● **WRITTEN EXERCISE**
Reproduce the items below from their first line through the line containing "[(119, 62)]", both ends included, leaving the requests unchanged. Rescale every coordinate in the answers by multiplying it by 1.1 and rounding to the nearest whole number, with halves rounded up.

● **Location identification entries**
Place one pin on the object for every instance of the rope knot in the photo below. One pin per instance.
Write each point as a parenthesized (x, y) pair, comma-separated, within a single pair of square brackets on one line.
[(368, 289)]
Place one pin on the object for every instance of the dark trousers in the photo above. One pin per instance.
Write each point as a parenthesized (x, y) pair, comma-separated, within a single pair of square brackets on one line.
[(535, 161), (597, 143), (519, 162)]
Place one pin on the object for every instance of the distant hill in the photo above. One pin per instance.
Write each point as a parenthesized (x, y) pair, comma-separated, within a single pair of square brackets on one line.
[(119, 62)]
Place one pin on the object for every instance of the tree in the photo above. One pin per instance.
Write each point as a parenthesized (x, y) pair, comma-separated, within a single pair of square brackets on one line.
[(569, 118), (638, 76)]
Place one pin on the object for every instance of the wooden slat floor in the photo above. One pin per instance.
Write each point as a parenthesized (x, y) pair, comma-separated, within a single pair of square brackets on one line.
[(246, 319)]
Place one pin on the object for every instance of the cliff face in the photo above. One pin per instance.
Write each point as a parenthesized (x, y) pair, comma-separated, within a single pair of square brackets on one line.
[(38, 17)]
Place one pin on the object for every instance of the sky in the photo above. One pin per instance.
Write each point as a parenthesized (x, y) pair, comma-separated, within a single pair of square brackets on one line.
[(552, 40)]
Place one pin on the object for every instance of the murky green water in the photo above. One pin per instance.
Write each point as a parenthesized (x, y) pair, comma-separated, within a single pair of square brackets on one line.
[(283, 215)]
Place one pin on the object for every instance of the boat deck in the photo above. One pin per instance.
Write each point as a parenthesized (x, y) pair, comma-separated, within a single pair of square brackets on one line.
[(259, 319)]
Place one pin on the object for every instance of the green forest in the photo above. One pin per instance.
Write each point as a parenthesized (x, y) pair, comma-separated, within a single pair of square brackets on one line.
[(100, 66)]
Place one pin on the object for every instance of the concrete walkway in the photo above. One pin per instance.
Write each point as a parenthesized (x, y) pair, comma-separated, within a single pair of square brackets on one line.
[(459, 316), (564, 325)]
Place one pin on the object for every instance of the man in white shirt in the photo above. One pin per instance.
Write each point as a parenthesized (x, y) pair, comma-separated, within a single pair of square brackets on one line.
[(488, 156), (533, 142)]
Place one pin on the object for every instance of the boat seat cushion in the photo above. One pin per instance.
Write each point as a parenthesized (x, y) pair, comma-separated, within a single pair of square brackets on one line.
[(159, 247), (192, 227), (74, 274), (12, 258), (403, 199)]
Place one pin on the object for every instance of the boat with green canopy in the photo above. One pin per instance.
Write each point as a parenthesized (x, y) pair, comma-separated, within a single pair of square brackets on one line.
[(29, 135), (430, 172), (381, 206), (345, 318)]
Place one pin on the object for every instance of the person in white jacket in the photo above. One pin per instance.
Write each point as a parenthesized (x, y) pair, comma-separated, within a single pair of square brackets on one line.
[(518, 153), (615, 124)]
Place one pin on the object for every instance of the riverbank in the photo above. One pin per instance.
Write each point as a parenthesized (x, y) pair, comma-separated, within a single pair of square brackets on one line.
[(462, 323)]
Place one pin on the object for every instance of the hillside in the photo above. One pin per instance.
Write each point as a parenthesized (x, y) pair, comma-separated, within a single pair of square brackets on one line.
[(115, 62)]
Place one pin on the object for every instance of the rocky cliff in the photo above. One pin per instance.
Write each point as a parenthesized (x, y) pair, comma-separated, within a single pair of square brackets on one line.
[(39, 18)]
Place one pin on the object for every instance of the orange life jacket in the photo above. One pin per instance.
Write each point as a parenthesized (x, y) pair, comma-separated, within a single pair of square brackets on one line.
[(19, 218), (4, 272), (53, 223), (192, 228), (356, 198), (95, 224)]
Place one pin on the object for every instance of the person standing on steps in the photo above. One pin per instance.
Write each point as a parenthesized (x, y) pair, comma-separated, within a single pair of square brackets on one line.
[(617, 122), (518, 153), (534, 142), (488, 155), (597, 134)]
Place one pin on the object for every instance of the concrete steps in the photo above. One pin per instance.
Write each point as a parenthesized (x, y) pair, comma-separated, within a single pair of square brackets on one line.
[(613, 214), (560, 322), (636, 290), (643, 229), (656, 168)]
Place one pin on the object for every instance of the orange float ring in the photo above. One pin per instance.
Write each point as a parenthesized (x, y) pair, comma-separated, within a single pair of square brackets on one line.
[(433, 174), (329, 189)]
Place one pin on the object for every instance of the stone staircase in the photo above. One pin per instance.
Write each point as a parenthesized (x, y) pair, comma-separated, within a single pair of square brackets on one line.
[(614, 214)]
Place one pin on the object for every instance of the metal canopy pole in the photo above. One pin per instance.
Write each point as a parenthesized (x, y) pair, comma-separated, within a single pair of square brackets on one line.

● **RESULT FOR THIS TASK**
Place one pin on the object for every instance of the rope knot in the photo below. One pin per instance.
Write each point as a parenthesized (x, y) pair, comma-separated, within a single pair of square brackets on one line.
[(405, 318)]
Place one pin on the object for every instance of the dark trousers in the photo above. One pin per instance.
Write each point as a parenthesized (x, y) pair, comma-separated, within a single pair of square brackets on one line.
[(589, 177), (657, 157), (571, 178)]
Place one pin on the object for every instance of the distant hill in the photo above. One pin per instance.
Write each point as a parenthesized (x, y) pair, comma-separated, within a single pair of square brackets on one line.
[(131, 68)]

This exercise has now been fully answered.